**Task goal**
Output the records. Match them exactly.

**Task material**
___

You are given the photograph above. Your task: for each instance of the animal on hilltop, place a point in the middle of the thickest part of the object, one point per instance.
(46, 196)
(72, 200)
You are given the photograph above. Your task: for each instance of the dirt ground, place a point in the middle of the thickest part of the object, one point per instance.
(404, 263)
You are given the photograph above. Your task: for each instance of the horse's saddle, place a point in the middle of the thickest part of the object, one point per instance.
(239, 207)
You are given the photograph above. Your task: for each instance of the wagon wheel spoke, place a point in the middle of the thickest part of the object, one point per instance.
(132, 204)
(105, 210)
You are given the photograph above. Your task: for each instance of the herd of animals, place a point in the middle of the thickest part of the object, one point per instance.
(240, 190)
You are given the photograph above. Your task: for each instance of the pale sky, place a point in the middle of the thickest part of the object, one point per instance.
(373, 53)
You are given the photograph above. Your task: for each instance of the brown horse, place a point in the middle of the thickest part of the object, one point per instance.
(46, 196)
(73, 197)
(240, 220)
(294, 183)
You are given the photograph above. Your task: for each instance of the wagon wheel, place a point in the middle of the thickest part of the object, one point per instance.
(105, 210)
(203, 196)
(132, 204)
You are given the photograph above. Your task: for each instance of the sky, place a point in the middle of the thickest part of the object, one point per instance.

___

**Response to the exercise**
You are given the photograph above. Your task: for each instance of the animal on hilltop, place a point in the middle of the thickest part of the object, one point per instance.
(46, 196)
(72, 200)
You are given the photograph above. Your task: for each instance of the dirt ground, place a point in the middle of the thickest part of the object, one point per instance.
(404, 263)
You are given the photograph above. Your task: for each instance of the horse's saddle, place a point in the middle of the thickest part of the object, one point per instance.
(239, 207)
You are given the photograph above. Your task: for each instance of the wagon wheel spoke, place a point in the middle of the thickest part of the object, one point per instance.
(132, 204)
(105, 210)
You are given the photograph above. Your task: for each instance of the herd of animals, place a point in the middle of the thickest part of the object, one point per instance.
(240, 190)
You are given the photograph above. Your task: for each instance of the pale sky, place a point in the middle of the thickest part of the object, one point per instance.
(373, 53)
You are given the photograph above. Your task: for each instance of the brown horse, place a point in the middle of the thickest part of the object, one point per instance.
(46, 196)
(73, 197)
(240, 220)
(294, 183)
You are given the photograph above. Your task: for each instance of the wagon wheel, place a point in the middle of the thickest part of the object, one point per instance.
(105, 210)
(203, 196)
(132, 204)
You are given the photograph above. Your task: for each instance of the sky, place a point in the middle of the thickest part of the object, one point per instance.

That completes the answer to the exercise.